What is asked:
[1] In the audit report, shorten the paragraph that begins "An audit involves performing procedures" into a brief list that keeps its main points.
[2] Resume the audit report on the financial statements, writing on from its last paragraph.

Text section:
****************

Mar 31, 2015
We have audited the accompanying financial statements of DHABRIYA POLYWOOD LIMITED ("the Company"), which comprise the Balance Sheet as at 31st March, 2015, the Statement of Profit and Loss and the Cash Flow Statement for the year then ended, and a summary of the significant accounting policies and other explanatory information.
MANAGEMENT'S RESPONSIBILITY FOR THE FINANCIAL STATEMENTS
The Company's Board of Directors is responsible for the matter stated in Section 134(5) of the Companies Act, 2013 ("the Act") with respect to the preparation of these standalone financial statements that give a true and fair view of the financial position, financial performance and cash flows of the Company in accordance with the Accounting Standards notified under Section 133 of the Act, read with rule 7 of the Companies (Accounts) Rules, 2014. This responsibility also includes maintenance of adequate accounting records in accordance with the provisions of the Act, for safeguarding the assets of the Company and for preventing and detecting frauds and other irregularities; selection and application of appropriate accounting policies; making judgements and estimates that are reasonable and prudent; and design, implementation and maintenance of adequate internal financial controls, that were operating effectively for ensuring the accuracy and completeness of the accounting records, relevant to the preparation and presentation of the financial statements that give a true and fair view and are free from material misstatement, whether due to fraud or error.
Our responsibility is to express an opinion on these standalone financial statements based on our audit. We have taken into account the provisions of the Act, the accounting and auditing standards and matters which are required to be included in the audit report under the provisions of the Act and the Rules made there under.
We conducted our audit in accordance with the Standards on Auditing specified under Section 143(10) of the Act. Those Standards require that we comply with ethical requirements and plan and perform the audit to obtain reasonable assurance about whether the financial statements are free from material misstatements.
An audit involves performing procedures to obtain audit evidence about the amounts and disclosures in the financial statements. The procedures selected depend on the auditor's judgment, including the assessment of the risks of material misstatement of the financial statements, whether due to fraud or error. In making those risk assessments, the auditor considers internal financial control relevant to the Company's preparation of the financial statements that give a true and fair view in order to design audit procedures that are appropriate in the circumstances, but not for the purpose of expressing an opinion on whether the Company has in place an adequate internal financial controls system over financial reporting and the operating effectiveness of such controls. An audit also includes evaluating the appropriateness of accounting policies used and the reasonableness of the accounting estimates made by the Company's directors, as well as evaluating the overall presentation of the financial statements. We believe that the audit evidence we have obtained is sufficient and appropriate to provide a basis for our audit opinion on the standalone financial statements.
In our opinion and to the best of our information and according to the explanations given to us, the aforesaid standalone financial statements give the information required by the Act in the manner so required and give a true and fair view in conformity with the accounting principles generally accepted in India, of the state of affairs of the Company as at March 31, 2015, and its profit and its cash flows for the year ended on that date.

****************

Dataset excerpt:
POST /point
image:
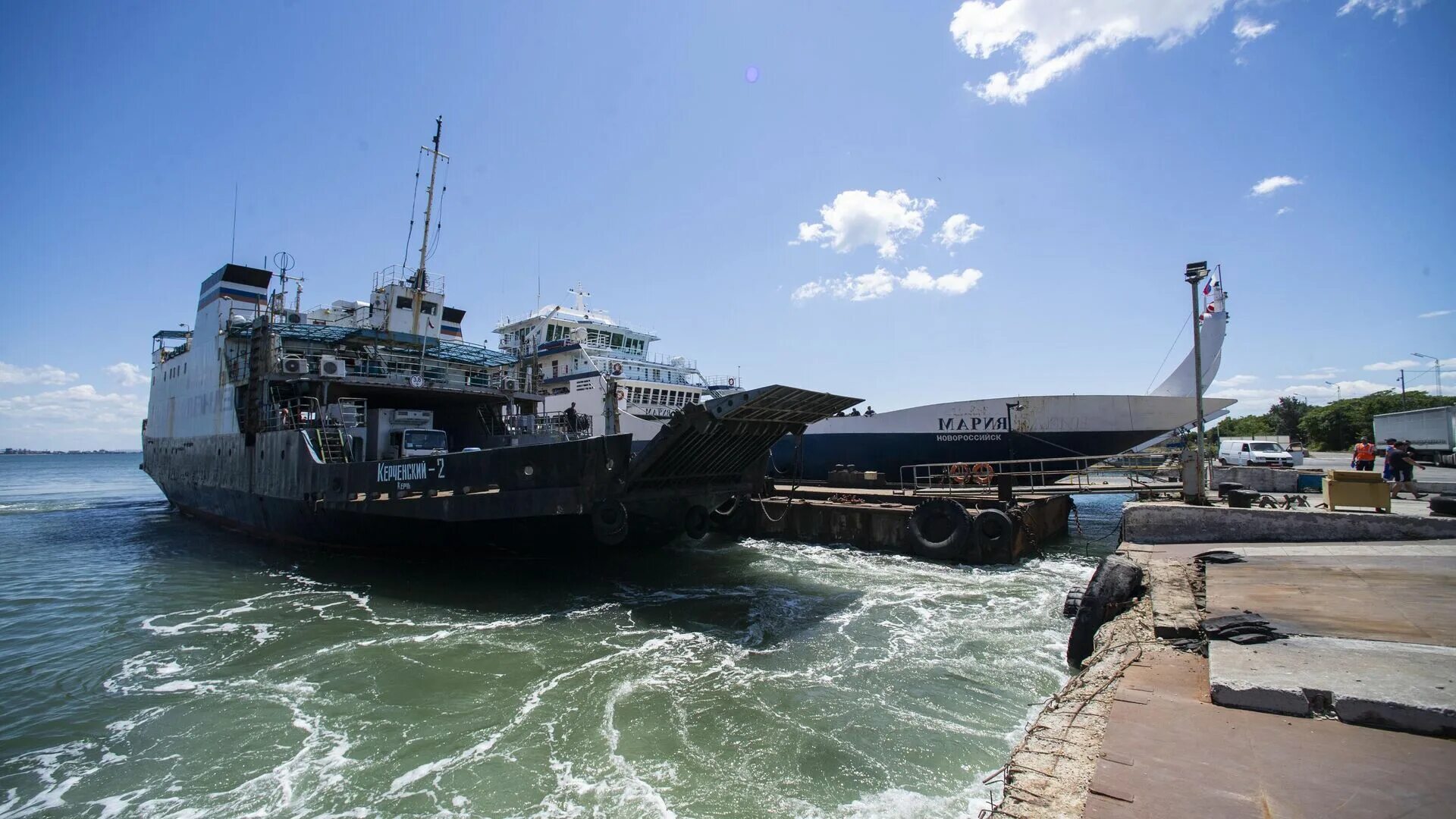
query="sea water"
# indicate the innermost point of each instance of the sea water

****************

In response:
[1]
- The audit uses procedures to gather evidence about the amounts and disclosures in the financial statements.
- The auditor chooses those procedures by judgment, including an assessment of the risk of material misstatement from fraud or error.
- In assessing risk, the auditor looks at the internal financial control that matters for preparing the statements. This is done to design suitable procedures, not to give an opinion on whether the Company's internal financial controls over financial reporting are adequate or work effectively.
- The audit also checks whether the accounting policies are appropriate and the directors' accounting estimates are reasonable, and it reviews how the statements are presented overall.
- The auditors believe the evidence they gathered is enough and suitable to support their opinion on the standalone financial statements.

[2]
REPORT ON OTHER LEGAL AND REGULATORY REQUIREMENTS
As required by the Companies (Auditor's Report) Order, 2015 issued by the Central Government of India in terms of sub-section (11) of Section 143 of the Companies Act, 2013, we annex hereto a statement on the matters specified in said Order to the extent applicable.
Further to our comments in the Annexure referred to above, we report that:
(a) We have sought and obtained all the information and explanations which to the best of our knowledge and belief were necessary for the purposes of our audit.
(b) In our opinion, proper books of account as required by law have been kept by the Company so far as it appears from our examination of those books.
(c) The Balance Sheet, Statement of Profit and Loss, and the Cash Flow Statement dealt with by this Report are in agreement with the books of account.
(d) In our opinion, the aforesaid standalone financial statements comply with the Accounting Standards specified under Section 133 of the Act, read with Rule 7 of the Companies (Accounts) Rules, 2014.
(e) On the basis of the written representations received from the directors as on 31st March, 2015, taken on record by the Board of Directors, none of the directors is disqualified as on 31st March, 2015 from being
appointed as a director in terms of Section 164(2) of the Act.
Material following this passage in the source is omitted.